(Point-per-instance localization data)
========

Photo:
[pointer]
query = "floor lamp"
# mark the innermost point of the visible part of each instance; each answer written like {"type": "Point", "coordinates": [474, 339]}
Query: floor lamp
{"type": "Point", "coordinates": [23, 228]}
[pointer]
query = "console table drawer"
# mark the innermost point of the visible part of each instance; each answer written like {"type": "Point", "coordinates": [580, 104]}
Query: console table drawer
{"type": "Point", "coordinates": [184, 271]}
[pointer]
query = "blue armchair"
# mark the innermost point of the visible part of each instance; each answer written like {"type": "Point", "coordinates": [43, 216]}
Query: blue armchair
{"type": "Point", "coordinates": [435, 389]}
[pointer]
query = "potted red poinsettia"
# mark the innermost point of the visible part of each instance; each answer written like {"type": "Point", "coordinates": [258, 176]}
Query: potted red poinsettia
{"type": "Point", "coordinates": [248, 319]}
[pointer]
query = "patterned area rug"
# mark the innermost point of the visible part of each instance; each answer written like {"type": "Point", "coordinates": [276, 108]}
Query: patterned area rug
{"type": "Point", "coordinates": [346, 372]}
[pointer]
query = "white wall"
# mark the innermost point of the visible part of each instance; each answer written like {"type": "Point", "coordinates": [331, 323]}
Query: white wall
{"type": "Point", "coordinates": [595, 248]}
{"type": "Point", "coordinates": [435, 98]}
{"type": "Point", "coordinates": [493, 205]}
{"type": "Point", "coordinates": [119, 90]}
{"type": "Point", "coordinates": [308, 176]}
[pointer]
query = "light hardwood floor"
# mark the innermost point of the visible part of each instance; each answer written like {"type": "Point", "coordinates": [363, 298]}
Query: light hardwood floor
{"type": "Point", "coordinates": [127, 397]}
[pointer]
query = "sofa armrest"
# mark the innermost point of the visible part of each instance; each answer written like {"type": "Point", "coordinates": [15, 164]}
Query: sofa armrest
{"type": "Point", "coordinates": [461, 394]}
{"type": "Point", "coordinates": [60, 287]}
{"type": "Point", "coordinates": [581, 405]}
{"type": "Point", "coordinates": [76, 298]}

========

_Try it_
Set down only the lines running from the line with "Query: light hardwood floor" to the end of the entries above, both included, exactly as they stand.

_Answer_
Query: light hardwood floor
{"type": "Point", "coordinates": [127, 397]}
[pointer]
query = "sofa armrest"
# mark the innermost point of the visible part of each instance; each answer written like {"type": "Point", "coordinates": [15, 164]}
Query: sofa armrest
{"type": "Point", "coordinates": [461, 394]}
{"type": "Point", "coordinates": [60, 287]}
{"type": "Point", "coordinates": [581, 405]}
{"type": "Point", "coordinates": [76, 298]}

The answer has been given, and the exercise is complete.